▸ **Vorgegebener Text**:
☆ ☆ ☆ ☆ ☆

Härtetest: Heavy Metal

Eine von Neubauers ersten Fragen nach dem Unfall: Kann ich im Juni auf ein Open-Air-Konzert gehen? Die britischen Heavy-Metal-Urgesteine von Iron Maiden sollten in der Nähe von Konstanz auftreten, seine Lieblingsband; Neubauer hatte schon längst Karten gekauft. In drei Monaten? Die Ärzte schütteln den Kopf: keine Chance.

Meine Familie und meine Freunde haben mir nicht die Chance gegeben, in Verzweiflung zu versinken.

Matthias Neubauer mag Herausforderungen. Drei Monate nach dem Unfall – inzwischen trainiert er in einer Rehaklinik seinen verletzten Körper und den Rollstuhl-Alltag – fährt er mit seiner Freundin zum Konzert von Iron Maiden an den Bodensee. Hunderte Kilometer in einem uralten VW-Bus bis ins Städtchen Aach bei Konstanz. Dann: Heavy Metal auf einer schlammigen, regensatten Wiese, Pyrotechnik, 23.000 Fans grölen „Fear of the Dark“, ganz normale Ekstase. Eine kurze Nacht in einer Pension, am nächsten Morgen zurück in die Klinik. „Mein Rollstuhl war danach drei Tage in der Waschanlage.“ Und Neubauer weiß: Jetzt komme ich auch zu Hause klar.    

Einen Monat später ist es so weit. Seine Eltern haben den Zugang zu ihrem Haus rollstuhlgerecht mit einem Plattformlift erschlossen und das Erdgeschoss für ihren Sohn barrierefrei gestaltet; sie selbst sind ins obere Stockwerk gezogen. „Ich hatte mir von Anfang an gewünscht, mein Leben so normal wie möglich weiterzuführen.“ Matthias Neubauer kehrt in den Chor zurück, in dem er seit seiner Teeniezeit singt, kauft sich ein Handbike – erst eines für die Straße, später ein geländegängiges Mountainbike mit Handantrieb – und beginnt, Rollstuhl-Basketball zu spielen. Kurz nach seiner Entlassung aus der Rehaklinik besteht er die Prüfung in Fremdsprachenkorrespondenz, im Jahr darauf beendet er erfolgreich seine Ausbildung zum Industriekaufmann. Und dann bekommt er die Chance, sich bei BHS Corrugated in Weiherhammer vorzustellen.

Barrierefrei? Was bedeutet das genau? In welchen Lebensbereichen spielt Barrierefreiheit eine Rolle? Wer kann Barrieren abbauen? Und wo kann ich mich beraten lassen? Alle Antworten und viele anschauliche Beispiele und Reports finden Sie auf der Website „Bayern barrierefrei“. Übrigens: Wussten Sie schon, dass Barrierefreiheit nicht nur wichtig ist für Menschen mit Behinderung – sondern uns allen nützt? Schauen Sie rein:
Zur Website „Bayern barrierefrei“

BHS hat in der Familie Neubauer Tradition. Schon Matthias Neubauers Uropa verdiente sein Geld bei den einstigen Berg-, Hütten- und Salzwerken, die BHS den Namen gaben. Sein Opa arbeitete in der Gießerei, sein Vater im kaufmännischen Bereich. Matthias Neubauer führt die Familientradition fort. Er überzeugte im Bewerbungsgespräch; heute ist er Marketing-Assistent bei BHS Corrugated.

☆ ☆ ☆ ☆ ☆

▸ **Datenauszug**:

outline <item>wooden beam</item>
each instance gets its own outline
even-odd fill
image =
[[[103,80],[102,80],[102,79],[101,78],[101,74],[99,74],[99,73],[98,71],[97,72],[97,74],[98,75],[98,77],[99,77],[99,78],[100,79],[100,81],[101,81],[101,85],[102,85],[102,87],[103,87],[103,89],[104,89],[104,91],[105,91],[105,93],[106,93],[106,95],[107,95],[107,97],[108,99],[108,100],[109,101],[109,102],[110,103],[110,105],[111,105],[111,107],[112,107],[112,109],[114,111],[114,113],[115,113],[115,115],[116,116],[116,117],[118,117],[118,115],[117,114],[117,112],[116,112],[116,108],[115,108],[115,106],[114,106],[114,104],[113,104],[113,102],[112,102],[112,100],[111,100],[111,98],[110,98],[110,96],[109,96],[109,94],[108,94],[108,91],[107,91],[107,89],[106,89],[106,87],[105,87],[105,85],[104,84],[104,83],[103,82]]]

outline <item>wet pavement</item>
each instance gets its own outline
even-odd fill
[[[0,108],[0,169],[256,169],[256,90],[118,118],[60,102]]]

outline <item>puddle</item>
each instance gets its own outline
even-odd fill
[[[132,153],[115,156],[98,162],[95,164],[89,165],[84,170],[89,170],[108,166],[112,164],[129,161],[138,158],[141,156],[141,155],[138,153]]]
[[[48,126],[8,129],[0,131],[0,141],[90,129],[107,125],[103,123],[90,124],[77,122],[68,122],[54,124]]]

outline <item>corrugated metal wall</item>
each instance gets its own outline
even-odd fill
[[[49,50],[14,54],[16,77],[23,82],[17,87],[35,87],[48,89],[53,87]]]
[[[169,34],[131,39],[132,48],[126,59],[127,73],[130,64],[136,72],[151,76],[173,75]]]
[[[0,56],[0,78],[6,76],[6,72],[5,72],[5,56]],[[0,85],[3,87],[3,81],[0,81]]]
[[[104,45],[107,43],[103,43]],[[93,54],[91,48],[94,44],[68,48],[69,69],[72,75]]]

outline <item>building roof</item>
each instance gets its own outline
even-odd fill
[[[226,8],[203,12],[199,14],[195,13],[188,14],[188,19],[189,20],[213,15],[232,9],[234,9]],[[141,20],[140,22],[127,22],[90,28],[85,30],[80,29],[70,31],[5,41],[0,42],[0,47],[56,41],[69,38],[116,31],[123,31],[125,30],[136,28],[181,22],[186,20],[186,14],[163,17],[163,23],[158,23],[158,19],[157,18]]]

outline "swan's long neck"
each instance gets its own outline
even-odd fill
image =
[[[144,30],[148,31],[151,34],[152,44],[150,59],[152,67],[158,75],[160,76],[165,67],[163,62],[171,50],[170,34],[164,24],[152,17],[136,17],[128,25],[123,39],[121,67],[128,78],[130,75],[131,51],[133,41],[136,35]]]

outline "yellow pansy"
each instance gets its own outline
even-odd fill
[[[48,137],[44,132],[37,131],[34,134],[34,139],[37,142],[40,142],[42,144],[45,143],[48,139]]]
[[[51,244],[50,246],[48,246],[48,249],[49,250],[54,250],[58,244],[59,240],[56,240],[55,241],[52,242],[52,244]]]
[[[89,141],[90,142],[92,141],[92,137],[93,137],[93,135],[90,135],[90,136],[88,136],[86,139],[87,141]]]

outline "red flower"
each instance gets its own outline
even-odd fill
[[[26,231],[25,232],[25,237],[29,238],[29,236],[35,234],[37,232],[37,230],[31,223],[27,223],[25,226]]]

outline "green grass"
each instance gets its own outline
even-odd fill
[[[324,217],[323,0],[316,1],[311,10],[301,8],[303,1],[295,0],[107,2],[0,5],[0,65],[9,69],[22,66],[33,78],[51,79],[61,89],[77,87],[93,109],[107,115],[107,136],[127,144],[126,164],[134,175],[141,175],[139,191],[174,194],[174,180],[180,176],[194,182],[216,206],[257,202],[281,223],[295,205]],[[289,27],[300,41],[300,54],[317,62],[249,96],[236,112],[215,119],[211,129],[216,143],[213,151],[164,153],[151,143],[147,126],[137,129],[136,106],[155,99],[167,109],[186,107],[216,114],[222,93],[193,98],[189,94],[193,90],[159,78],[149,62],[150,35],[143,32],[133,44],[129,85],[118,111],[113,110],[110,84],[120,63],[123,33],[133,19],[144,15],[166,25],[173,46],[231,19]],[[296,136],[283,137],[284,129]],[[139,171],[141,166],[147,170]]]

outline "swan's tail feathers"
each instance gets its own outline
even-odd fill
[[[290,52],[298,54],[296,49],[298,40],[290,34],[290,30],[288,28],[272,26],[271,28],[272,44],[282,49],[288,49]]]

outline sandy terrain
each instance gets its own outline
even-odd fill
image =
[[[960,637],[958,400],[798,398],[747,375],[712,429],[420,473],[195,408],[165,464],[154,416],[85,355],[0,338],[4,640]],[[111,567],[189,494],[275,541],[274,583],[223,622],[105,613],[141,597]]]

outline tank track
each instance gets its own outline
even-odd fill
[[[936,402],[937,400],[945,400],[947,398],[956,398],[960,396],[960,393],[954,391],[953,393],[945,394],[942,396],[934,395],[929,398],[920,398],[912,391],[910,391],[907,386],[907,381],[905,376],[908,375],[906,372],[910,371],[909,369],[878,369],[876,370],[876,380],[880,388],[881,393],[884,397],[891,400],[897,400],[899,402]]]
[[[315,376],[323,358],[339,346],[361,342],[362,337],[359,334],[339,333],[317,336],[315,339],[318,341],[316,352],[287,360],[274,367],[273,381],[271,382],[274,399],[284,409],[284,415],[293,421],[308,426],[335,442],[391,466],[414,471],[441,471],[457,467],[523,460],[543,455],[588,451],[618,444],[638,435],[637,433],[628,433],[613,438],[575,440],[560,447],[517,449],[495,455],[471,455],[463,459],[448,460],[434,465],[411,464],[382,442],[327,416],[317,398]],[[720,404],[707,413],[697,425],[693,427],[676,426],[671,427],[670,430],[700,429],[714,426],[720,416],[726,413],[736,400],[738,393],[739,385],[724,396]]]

☆ ☆ ☆ ☆ ☆

▸ **Deine Aufgaben**:
1. Beantworte anhand des Textes über Matthias Neubauer diese Fragen:
(a) Wie viele Fans singen beim Konzert „Fear of the Dark“?
(b) Wohin ziehen Neubauers Eltern, nachdem sie das Erdgeschoss umgebaut haben?
(c) Welche Stelle hat Matthias Neubauer heute bei BHS Corrugated?
2. Wiederhole aus dem Text über Matthias Neubauer wortgetreu den Abschnitt von „Barrierefrei? Was bedeutet“ bis einschließlich „bei BHS Corrugated.“.
3. Schreib den Text über Matthias Neubauer nach seinem letzten Satz weiter.
Die Einträge stammen aus einer anderen Quelle.

▸ **Deine Antworten**:
1.
(a) 23.000 Fans
(b) Ins obere Stockwerk
(c) Er ist Marketing-Assistent.

2.
Barrierefrei? Was bedeutet das genau? In welchen Lebensbereichen spielt Barrierefreiheit eine Rolle? Wer kann Barrieren abbauen? Und wo kann ich mich beraten lassen? Alle Antworten und viele anschauliche Beispiele und Reports finden Sie auf der Website „Bayern barrierefrei“. Übrigens: Wussten Sie schon, dass Barrierefreiheit nicht nur wichtig ist für Menschen mit Behinderung – sondern uns allen nützt? Schauen Sie rein:
Zur Website „Bayern barrierefrei“

BHS hat in der Familie Neubauer Tradition. Schon Matthias Neubauers Uropa verdiente sein Geld bei den einstigen Berg-, Hütten- und Salzwerken, die BHS den Namen gaben. Sein Opa arbeitete in der Gießerei, sein Vater im kaufmännischen Bereich. Matthias Neubauer führt die Familientradition fort. Er überzeugte im Bewerbungsgespräch; heute ist er Marketing-Assistent bei BHS Corrugated.

3.
Meine Taktik ist: immer selbst auf andere zugehen!

Mit seiner offenen, entspannten und fröhlichen Art machte er es seinen neuen Kolleginnen und Kollegen leicht. „Meine Taktik ist, immer selbst auf andere zuzugehen. Ich habe meine Vorgesetzten und Kollegen eingeladen, zu fragen, was sie wissen wollen. Alle sind sehr offen mit dem Thema umgegangen.“ Berührungsängste habe er am Arbeitsplatz nie erlebt. Barrieren auch nicht.

Vollzeit arbeiten, volle Leistung bringen: ganz normal

Vor dem Firmengebäude: Matthias Neubauer steigt vom Rollstuhl in sein Auto.

Matthias Neubauer will keine „Sonderbehandlung“. Eine von zwei Ausnahmen ist sein Parkplatz direkt vor dem Haupteingang von BHS Corrugated. So kommt er bei jedem Wetter schnell und gut vom Auto ins Büro.

„Ich lebe heute mein normales Leben“, sagt Matthias Neubauer, „mit dem ich sehr glücklich bin. Ich habe einen Vollzeitjob, in dem ich nicht als `der Rollstuhlfahrer´ behandelt werde. Ich darf direkt vor dem Gebäude parken und es gibt eine Liege, auf der ich mich zwischendurch kurz ausruhen kann. Sonst bekomme ich keine Sonderbehandlung; ich muss meine Leistung bringen wie alle anderen.“

Ich muss meine Leistung bringen wie alle anderen.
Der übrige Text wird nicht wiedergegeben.